According to the piece on love languages, when did the writer first learn the term "love languages"?
Start of SOURCE TEXT
How the 5 Love Languages Can Completely Transform Your Relationship

One of the key tenets of all successful relationships—be they platonic, romantic or otherwise—is communication. As much as I’d like to say that I’m a master at communicating openly, honestly and vulnerably at all times, the truth is that sometimes I struggle. More accurately, I struggle when I’m feeling unsafe or misunderstood. That’s where the five love languages come in to help.

Happy friends holding each other

What are Love Languages?

I first learned about the term “love languages” four years ago. I had just agreed to move in with my partner and was looking up tips online about how to ensure that our foray into cohabitation would go as smoothly as possible. I stumbled across a book called “The Five Love Languages: The Secret to Love That Lasts” by Gary Chapman.
End of SOURCE TEXT
Start of SOURCE DATA
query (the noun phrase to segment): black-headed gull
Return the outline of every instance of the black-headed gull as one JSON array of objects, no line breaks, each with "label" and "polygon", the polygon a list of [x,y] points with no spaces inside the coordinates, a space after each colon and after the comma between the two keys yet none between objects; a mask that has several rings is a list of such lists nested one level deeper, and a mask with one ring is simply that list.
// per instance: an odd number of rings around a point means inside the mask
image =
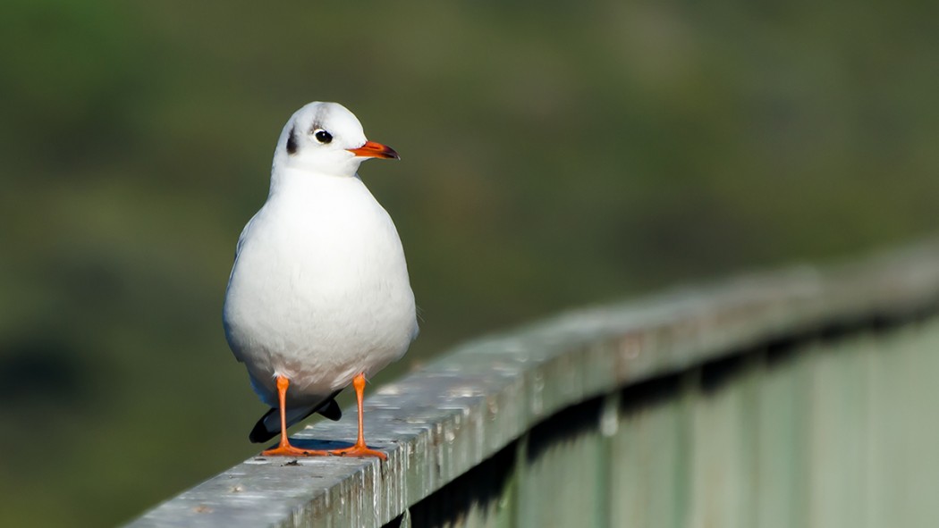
End of SOURCE DATA
OUTPUT FOR THIS EXERCISE: Four years ago, after agreeing to move in with a partner.